- 作業内容:
• 1. サッカーのポジションについての文章から、「次に、プレーする側の問題だ。」から「相手に突かれてしまうからだ。」までの部分を一字一句違えずに書き写しなさい。
• 2. 一覧のうち、「mirror」という語を含む行をすべて抜き出しなさい。

- 抜粋文:
>>>>
Voice6月11日(金) 17時56分配信 / 国内 - 政治

◇ポジションもフォーメーションも理解してない◇

 次に、プレーする側の問題だ。

 まず基本的なことだが、日本人選手は、「ポジション」の意味を理解していない。

 よく外国人の指導者は、「ピッチをマス目に区切れ」という。各選手に与えられる、カバーする領域を示すためだ。ポジションとは「この選手は、このあたりに来たボールに対しては責任をもて」ということ。自分に与えられた領域以外の場所に移動してもいいが、そのときは誰かにその場所をカバーする責任を引き渡さなければいけない。でないと、穴が空いてしまい、相手に突かれてしまうからだ。

 しかし日本人選手にそういった意識はなく、「ポジション=キャラクター」となっている。

 話が少し逸れるが、日本人が好むキャラクターに「司令塔」がある。はっきりいって、これは日本サッカーを大きく後退させているフレーズである。
<<<<
- データ抜粋:
>>>>
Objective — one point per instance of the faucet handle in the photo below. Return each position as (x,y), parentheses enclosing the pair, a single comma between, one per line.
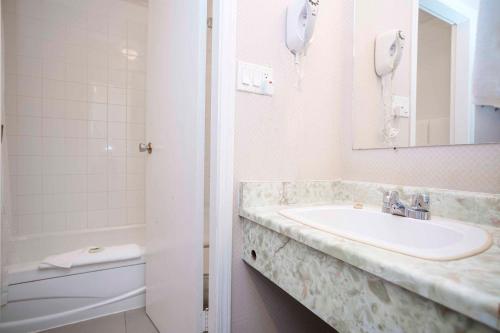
(420,201)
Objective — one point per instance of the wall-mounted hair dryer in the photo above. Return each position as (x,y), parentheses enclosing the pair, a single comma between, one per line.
(300,20)
(389,48)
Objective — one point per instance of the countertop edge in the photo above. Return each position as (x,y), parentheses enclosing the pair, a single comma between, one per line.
(345,250)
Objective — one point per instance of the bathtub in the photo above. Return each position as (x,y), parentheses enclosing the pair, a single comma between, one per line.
(43,299)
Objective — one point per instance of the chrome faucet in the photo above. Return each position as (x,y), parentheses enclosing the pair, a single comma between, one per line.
(419,207)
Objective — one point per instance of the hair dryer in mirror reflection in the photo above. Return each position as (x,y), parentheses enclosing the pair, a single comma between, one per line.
(389,48)
(300,21)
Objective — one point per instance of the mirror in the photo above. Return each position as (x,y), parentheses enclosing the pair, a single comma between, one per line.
(426,72)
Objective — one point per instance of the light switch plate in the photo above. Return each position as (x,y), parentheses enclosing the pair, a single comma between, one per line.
(401,105)
(255,79)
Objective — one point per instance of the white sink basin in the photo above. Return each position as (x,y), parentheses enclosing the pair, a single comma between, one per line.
(436,239)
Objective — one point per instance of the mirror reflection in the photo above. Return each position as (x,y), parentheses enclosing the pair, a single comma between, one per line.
(427,76)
<<<<
- 演習結果:
• 1.
次に、プレーする側の問題だ。

 まず基本的なことだが、日本人選手は、「ポジション」の意味を理解していない。

 よく外国人の指導者は、「ピッチをマス目に区切れ」という。各選手に与えられる、カバーする領域を示すためだ。ポジションとは「この選手は、このあたりに来たボールに対しては責任をもて」ということ。自分に与えられた領域以外の場所に移動してもいいが、そのときは誰かにその場所をカバーする責任を引き渡さなければいけない。でないと、穴が空いてしまい、相手に突かれてしまうからだ。

• 2.
Objective — one point per instance of the hair dryer in mirror reflection in the photo above. Return each position as (x,y), parentheses enclosing the pair, a single comma between, one per line.
Objective — one point per instance of the mirror in the photo above. Return each position as (x,y), parentheses enclosing the pair, a single comma between, one per line.
Objective — one point per instance of the mirror reflection in the photo above. Return each position as (x,y), parentheses enclosing the pair, a single comma between, one per line.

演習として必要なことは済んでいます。